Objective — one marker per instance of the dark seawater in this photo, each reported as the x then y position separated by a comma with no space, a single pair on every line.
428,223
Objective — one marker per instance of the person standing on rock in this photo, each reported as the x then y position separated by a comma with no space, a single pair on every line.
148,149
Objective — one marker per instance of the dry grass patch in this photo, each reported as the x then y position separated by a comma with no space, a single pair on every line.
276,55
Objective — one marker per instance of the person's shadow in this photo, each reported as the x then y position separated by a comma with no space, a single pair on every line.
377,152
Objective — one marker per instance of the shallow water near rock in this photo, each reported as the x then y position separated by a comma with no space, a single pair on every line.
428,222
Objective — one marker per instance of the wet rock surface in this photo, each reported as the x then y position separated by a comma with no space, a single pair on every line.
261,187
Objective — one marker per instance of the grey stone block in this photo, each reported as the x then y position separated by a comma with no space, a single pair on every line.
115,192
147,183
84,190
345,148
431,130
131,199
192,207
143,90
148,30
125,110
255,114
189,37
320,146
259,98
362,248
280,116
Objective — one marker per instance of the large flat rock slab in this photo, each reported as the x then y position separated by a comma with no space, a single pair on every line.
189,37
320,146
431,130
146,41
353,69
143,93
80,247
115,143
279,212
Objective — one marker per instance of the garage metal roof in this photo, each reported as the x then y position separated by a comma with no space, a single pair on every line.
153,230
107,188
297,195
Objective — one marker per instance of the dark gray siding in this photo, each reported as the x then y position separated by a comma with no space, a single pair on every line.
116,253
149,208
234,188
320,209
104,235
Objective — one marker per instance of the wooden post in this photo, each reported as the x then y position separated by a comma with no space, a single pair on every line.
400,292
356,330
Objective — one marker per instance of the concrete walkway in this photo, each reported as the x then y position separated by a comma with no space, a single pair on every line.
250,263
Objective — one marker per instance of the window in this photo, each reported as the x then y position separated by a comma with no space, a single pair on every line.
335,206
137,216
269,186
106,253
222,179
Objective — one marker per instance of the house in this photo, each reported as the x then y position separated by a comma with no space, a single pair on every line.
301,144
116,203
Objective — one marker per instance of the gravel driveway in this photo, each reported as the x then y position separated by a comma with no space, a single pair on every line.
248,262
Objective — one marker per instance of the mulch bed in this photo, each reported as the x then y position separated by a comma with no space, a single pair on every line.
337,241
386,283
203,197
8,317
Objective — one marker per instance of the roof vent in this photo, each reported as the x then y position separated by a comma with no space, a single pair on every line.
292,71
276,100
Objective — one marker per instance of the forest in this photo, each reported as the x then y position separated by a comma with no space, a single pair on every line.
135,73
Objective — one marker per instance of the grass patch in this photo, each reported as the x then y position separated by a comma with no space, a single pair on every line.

WHAT YOU WILL DO: The records above must be output exactly, in full.

OUTPUT OF THE EXERCISE:
Objective — one marker per instance of the dark seawater in this photo, each reported as the x then y position separated by a comma with no space, a single pair on every line.
428,223
Objective — one marker per instance of the person standing on rock in this photo, each reported as the x then y position separated by a comma with no space, a single pair on every line.
148,149
Objective — one marker per instance of the dry grass patch in this photo, each reported as the x then y position separated by a comma with no space, a single pair on every line.
276,55
Objective — one marker per instance of the person's shadow in this photo, each reported as the x then y position separated by a comma with no space, a single pair on every line.
377,152
Objective — one marker per instance of the shallow water near rock in this photo, each reported as the x then y position separated by a comma with no space, a single pair on every line.
428,222
Objective — one marker per instance of the wet rock surface in this photo, each reported as the x then y position separated by a comma with no space, a single pair on every line.
261,187
Objective — one marker per instance of the grey stone block in this photo, each reported as the x then y position separated by a comma with no space, a single pair on every line.
115,192
147,183
84,190
345,148
431,130
131,199
192,207
143,90
148,30
125,110
255,114
189,37
320,146
259,98
362,248
280,116
Objective — one marker per instance of the large flat rock slab in this photo, each reported as the x then y position separated by a comma with no space, a single pair on every line.
189,37
320,146
431,130
146,41
353,69
143,93
80,247
115,143
279,212
Objective — one marker per instance of the garage metal roof in this photo, each reported as the x then y position separated by a comma with no space, a single pair on every line.
153,230
107,188
297,195
Objective — one marker per instance of the dark gray siding in this photo, each reported as the x then y position separated by a comma with no space, a single pair on every line.
116,253
149,208
234,188
320,209
104,235
Objective — one marker per instance of the wooden post in this photo, each reported as the x then y position separated by a comma with no space, a single pair on every line.
400,292
356,330
Objective — one marker per instance of the concrete walkway in this photo, each reported as the x then y position separated by a comma with no space, a single pair on every line.
250,263
Objective — one marker per instance of the window in this photo, each reported as the x then y position separated by a comma with no space, a single pair on every line.
335,206
137,216
269,186
106,253
222,179
Objective — one marker per instance of the house in this photo, each reported as the x then y position separated by a comma with no space, a single pair on every line.
301,144
116,203
Objective — one marker per instance of the gravel driveway in this photo, each reported as the x then y position separated by a comma with no space, a single pair on every line.
248,262
Objective — one marker per instance of the mulch bed in this photo, each reported as the x then y position separated by a comma with no space, a single pair on every line.
337,241
386,283
203,197
8,317
Objective — one marker per instance of the roof vent in this photo, each reported as the x then y position separated by a comma with no space, a single pair on every line.
292,71
276,100
Objective — one marker per instance of the forest in this photo, each reported as the x then y position separated by a comma with no space, a single pair on every line.
135,73
Objective — one marker per instance of the grass patch in this photo, each reported as the x then y position separated by a comma with no space, a single pair on every line.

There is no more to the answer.